● Stored records
>> START

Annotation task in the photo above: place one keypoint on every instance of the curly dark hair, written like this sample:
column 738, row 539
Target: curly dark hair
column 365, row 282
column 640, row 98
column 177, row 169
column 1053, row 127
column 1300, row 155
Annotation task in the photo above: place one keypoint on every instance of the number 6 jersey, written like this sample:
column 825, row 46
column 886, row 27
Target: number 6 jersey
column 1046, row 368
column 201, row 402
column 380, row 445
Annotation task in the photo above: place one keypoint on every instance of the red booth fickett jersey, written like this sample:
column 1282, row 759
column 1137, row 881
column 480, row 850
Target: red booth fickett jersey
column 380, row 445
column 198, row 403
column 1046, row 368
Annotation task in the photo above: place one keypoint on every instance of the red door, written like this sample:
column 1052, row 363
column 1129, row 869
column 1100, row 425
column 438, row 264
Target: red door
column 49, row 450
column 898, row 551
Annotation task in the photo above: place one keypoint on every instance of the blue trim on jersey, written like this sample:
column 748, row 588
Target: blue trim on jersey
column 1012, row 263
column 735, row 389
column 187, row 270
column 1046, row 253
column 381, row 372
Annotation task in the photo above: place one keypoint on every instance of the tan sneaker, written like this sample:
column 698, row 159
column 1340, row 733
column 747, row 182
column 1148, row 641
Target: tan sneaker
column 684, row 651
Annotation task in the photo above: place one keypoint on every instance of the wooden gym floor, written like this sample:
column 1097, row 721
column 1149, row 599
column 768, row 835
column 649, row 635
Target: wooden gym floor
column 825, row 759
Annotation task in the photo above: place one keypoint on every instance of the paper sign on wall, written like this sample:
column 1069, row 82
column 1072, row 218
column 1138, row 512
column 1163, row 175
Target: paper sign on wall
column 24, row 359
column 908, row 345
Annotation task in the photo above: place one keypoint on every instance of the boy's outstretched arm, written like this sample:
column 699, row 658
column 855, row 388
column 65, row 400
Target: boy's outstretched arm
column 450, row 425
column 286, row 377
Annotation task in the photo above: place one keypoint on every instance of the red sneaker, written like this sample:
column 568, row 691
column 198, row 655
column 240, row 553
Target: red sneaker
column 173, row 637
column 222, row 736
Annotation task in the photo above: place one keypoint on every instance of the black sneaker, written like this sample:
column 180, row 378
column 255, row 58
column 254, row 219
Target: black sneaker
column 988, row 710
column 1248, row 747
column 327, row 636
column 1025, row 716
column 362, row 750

>> END

● What the task requires
Rewrite the records above as a numbered list, taking everything from the line containing "tan sneaker, written" down to the line containing "column 908, row 345", with both of those lines included and any blank lines dropped.

● Full answer
1. Annotation task in the photo above: place one keypoint on every instance of the tan sneaker, written like this sample:
2. column 698, row 159
3. column 1340, row 733
4. column 747, row 182
5. column 1148, row 641
6. Target: tan sneaker
7. column 684, row 651
8. Annotation task in the photo above: place one keypoint on every instance of the wooden gym floor, written like this sample:
9. column 1097, row 721
10. column 1149, row 599
11. column 768, row 835
12. column 649, row 635
13. Target: wooden gym floor
14. column 825, row 759
15. Annotation task in the photo above: place one keypoint on every instance of the paper sign on wall, written like this sample:
16. column 1069, row 82
17. column 1072, row 218
18. column 1138, row 512
19. column 1163, row 175
20. Target: paper sign on wall
21. column 24, row 359
22. column 908, row 345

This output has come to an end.